== Actions to take ==
**a)** According to the post on full-body computer input, what health problem was the writer recovering from?
**b)** Please write out the stretch from "Is there such" through "interface with machines." in the post on full-body computer input, swapping "slipped disc" for "pulled muscle".
**c)** Pick up the post on full-body computer input after its last sentence and keep writing.

== Passage provided ==
++++++
Is there such a thing as a configurable full-body input controller for computers? Is anyone working on that? I know there is work on controlling computers directly with the brain, which will be ace for people with full paralysis, but what I’m interested in is something that goes in the other direction - using more of the body. Think Tom Cruise’s interface in Minority Report but better. Sitting, or even standing, to work at a computer takes its toll on the body, especially the back. Our bodies didn’t evolve to be so static while we’re awake. Emerging from a flare-up of a slipped disc, it has got me thinking of better ways to interface with machines.

Imagine the following:

You come to see me in my studio to see how I and my colleagues do image editing and graphic design in GIMP 4.0. Some of us are stood in front of large displays but no one seems to be using a keyboard, mouse or graphics tablet. I appear to be doing a dance routine from a music video... As I bounce my knee up and across my body you see that the Move tool has been selected. As I raise my left fist above my head it is as though I am holding shift to toggle “Pick a layer or guide”. I draw my right hand across my body with my thumb and forefinger pinched and the selected layer moves with me. Finally, I quickly raise both hands, like I'm flipping over a table and my project is saved and closed. Now that I’ve stopped moving around so energetically you notice that my stylish and comfortable cotton loungewear and gloves have small sensors dotted around them. I explain that the position of these sensors relative to each other and to the space have been mapped to traditional keyboard and mouse inputs via my operating system.

Moving to the next workspace you see my colleague Babs. Her white hair pokes out above a VR headset and she has a number of small cameras tracking her movement to the soundtrack of Chinese classical music. She is an elder and a veteran and even contributed some of the code that makes this stuff work, back in the day. She says it was no big deal; she mostly just connected up different programs, some of which Hollywood has been using since the 1990s. Her movements are slow and smooth. It looks like she’s doing Qi Gong or Tai Chi or something. Raising a hand in front of her heart you see the Filters menu open and lowering it slowly the menu scrolls down to Enhance. Gracefully stepping sideways and lowering her hand further, Heal Selection is highlighted in the submenu. Turning her hand palm-up launches the plugin. She tells you that one of her first contributions to the interface was to make the body position tolerances configurable by the user in their desktop settings.
++++++
== Supplied entries ==
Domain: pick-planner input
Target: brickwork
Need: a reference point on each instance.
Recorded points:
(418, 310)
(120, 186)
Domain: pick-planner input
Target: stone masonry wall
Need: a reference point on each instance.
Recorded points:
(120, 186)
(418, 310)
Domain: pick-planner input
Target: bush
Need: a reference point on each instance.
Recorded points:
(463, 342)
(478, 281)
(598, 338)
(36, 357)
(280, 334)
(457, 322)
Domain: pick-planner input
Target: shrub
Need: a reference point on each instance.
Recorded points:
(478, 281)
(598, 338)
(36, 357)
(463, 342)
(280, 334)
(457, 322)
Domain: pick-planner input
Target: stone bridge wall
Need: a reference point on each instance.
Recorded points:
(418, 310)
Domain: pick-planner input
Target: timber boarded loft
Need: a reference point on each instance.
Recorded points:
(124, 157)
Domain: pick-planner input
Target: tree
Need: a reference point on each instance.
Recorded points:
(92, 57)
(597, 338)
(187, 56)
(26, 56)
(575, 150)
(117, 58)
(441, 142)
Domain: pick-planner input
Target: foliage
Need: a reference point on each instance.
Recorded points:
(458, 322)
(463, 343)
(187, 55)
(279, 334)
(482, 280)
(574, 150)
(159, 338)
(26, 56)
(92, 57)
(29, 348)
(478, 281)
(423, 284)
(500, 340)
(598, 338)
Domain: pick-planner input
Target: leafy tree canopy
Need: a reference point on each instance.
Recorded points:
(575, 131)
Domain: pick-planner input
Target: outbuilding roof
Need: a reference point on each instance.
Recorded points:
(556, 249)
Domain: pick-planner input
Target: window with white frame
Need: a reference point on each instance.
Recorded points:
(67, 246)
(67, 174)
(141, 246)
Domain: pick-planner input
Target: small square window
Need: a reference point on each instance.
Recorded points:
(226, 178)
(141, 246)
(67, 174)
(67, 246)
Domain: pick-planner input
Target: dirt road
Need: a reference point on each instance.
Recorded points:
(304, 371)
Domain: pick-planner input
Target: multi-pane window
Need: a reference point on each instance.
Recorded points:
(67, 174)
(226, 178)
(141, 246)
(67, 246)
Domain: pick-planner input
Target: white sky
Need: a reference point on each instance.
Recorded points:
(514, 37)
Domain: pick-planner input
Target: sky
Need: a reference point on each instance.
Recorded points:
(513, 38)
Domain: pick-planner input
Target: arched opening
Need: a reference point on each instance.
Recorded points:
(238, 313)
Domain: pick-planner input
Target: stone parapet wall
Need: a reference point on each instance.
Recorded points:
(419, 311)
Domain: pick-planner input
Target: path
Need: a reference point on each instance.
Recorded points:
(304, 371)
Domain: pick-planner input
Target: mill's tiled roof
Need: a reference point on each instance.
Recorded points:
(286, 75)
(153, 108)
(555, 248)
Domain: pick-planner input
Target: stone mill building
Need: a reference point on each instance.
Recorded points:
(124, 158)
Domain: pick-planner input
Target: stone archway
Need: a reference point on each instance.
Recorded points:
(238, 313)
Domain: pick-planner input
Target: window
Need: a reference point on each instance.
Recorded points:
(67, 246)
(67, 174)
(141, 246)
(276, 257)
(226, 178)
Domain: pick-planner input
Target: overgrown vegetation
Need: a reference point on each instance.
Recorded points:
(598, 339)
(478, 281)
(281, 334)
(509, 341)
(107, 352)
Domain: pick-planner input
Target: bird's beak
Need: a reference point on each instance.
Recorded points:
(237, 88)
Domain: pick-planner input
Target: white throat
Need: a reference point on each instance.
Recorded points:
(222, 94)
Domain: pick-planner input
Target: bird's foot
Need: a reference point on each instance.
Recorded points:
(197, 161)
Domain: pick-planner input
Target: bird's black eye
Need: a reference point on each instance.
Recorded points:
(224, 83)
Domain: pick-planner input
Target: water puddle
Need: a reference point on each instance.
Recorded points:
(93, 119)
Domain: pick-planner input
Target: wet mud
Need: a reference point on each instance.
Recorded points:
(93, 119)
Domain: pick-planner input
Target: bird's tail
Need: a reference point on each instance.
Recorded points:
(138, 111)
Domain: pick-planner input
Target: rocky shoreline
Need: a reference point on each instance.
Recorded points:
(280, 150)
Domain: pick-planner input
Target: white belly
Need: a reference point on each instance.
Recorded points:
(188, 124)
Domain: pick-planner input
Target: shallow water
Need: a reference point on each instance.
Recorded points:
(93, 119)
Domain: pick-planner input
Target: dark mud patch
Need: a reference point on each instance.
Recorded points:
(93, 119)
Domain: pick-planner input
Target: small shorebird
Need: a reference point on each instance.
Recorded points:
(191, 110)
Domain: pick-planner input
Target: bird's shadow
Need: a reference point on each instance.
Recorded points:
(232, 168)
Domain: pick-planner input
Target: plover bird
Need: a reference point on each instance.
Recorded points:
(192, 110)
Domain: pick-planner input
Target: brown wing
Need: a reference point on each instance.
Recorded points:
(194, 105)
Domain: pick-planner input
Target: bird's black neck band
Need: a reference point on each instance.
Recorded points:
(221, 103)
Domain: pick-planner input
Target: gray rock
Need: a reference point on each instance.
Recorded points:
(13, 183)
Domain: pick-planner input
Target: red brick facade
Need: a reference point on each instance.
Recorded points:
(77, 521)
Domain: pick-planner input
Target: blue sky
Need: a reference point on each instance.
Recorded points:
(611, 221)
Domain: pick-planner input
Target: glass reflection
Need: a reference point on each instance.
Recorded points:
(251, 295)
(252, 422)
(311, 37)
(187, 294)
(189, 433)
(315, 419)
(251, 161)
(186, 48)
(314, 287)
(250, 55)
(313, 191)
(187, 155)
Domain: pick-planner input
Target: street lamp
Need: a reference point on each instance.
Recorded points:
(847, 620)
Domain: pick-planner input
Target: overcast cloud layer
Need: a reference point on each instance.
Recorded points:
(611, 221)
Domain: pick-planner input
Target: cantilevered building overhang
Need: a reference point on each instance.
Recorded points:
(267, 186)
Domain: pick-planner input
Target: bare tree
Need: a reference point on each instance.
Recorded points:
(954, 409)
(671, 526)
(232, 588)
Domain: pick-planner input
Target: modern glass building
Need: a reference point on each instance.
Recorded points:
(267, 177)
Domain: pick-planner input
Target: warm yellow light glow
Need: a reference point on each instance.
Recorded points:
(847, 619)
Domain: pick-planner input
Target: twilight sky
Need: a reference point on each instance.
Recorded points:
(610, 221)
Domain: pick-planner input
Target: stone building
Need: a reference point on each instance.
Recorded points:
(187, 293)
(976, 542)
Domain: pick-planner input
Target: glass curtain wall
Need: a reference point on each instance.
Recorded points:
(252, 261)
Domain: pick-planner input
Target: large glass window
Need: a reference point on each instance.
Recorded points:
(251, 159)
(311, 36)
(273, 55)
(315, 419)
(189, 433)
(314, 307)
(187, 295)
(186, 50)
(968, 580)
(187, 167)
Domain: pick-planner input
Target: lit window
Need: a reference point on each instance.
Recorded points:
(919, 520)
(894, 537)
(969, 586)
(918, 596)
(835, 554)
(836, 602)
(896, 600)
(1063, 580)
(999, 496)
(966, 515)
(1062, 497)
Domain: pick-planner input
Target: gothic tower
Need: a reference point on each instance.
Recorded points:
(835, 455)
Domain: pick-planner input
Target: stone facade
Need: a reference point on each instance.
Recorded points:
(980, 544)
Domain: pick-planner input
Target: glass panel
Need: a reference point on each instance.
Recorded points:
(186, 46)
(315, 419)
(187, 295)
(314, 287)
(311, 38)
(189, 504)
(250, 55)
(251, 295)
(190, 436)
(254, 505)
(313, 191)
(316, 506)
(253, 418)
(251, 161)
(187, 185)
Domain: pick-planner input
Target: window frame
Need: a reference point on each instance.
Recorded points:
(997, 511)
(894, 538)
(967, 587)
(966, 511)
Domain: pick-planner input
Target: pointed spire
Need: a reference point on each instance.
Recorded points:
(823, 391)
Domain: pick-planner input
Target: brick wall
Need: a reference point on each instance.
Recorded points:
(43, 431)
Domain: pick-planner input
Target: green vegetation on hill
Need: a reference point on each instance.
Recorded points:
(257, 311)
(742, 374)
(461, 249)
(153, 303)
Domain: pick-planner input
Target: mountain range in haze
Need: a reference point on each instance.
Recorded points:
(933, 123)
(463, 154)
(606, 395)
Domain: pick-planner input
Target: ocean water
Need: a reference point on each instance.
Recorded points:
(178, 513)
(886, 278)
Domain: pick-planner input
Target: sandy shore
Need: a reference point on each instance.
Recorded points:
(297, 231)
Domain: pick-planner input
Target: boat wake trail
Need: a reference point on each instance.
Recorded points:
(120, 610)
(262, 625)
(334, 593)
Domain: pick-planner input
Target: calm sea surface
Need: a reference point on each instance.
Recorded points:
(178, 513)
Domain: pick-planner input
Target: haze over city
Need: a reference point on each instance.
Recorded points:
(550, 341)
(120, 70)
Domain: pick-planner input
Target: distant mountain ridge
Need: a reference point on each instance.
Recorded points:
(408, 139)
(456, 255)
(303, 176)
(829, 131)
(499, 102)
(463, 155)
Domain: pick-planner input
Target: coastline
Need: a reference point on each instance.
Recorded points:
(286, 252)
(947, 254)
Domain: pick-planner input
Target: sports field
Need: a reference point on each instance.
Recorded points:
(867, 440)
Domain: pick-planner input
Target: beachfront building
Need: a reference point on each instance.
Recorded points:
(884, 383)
++++++
== Expected answers ==
**a)** A flare-up of a slipped disc.

**b)**
Is there such a thing as a configurable full-body input controller for computers? Is anyone working on that? I know there is work on controlling computers directly with the brain, which will be ace for people with full paralysis, but what I’m interested in is something that goes in the other direction - using more of the body. Think Tom Cruise’s interface in Minority Report but better. Sitting, or even standing, to work at a computer takes its toll on the body, especially the back. Our bodies didn’t evolve to be so static while we’re awake. Emerging from a flare-up of a pulled muscle, it has got me thinking of better ways to interface with machines.

**c)**
Lastly you watch my cousin Tommy at work. When we met I told you about how a head injury had left him partially paralysed and unable to speak. He too is using a VR headset, but instead of having cameras pointed at him he has a HD sonar array. His disability was caused by an error in the police’s facial-recognition software and understandably he’s had a thing about cameras ever since. The bad guy got away and he never caught the bus he was running to catch. Every couple of days he asks whether Nancy’s cameras are still disconnected from the network, which they always are. Tapping his ring-finger once on the armrest of his wheelchair selects the Text tool. Turning his head to the side, he purses his lips and sweeps his face back around to make his text box. You see his mouth moving but there is no sound. “Hi, nice to meet you” appears in his projects new text layer. “You too” you reply. Twitching his right shoulder you see his text layer is duplicated, blinking twice and nodding his head replaces the text with what you just said. He must have used speech-to-text to record your words to his desktop clipboard and then pasted them into the text field. Pressing his index finger against the arm rest and looking toward the ceiling brings the new text layer to the top of the stack. Running the same sequence of movements again, a third text layer becomes visible onscreen. “I’d never edited a picture in my life until I got into this tech as part of my physiotherapy treatment. My cousin ended up offering me this job and now I can work faster than anyone else here, especially Babs. I’m pretty sure she’s just here for fun but none of us mind.”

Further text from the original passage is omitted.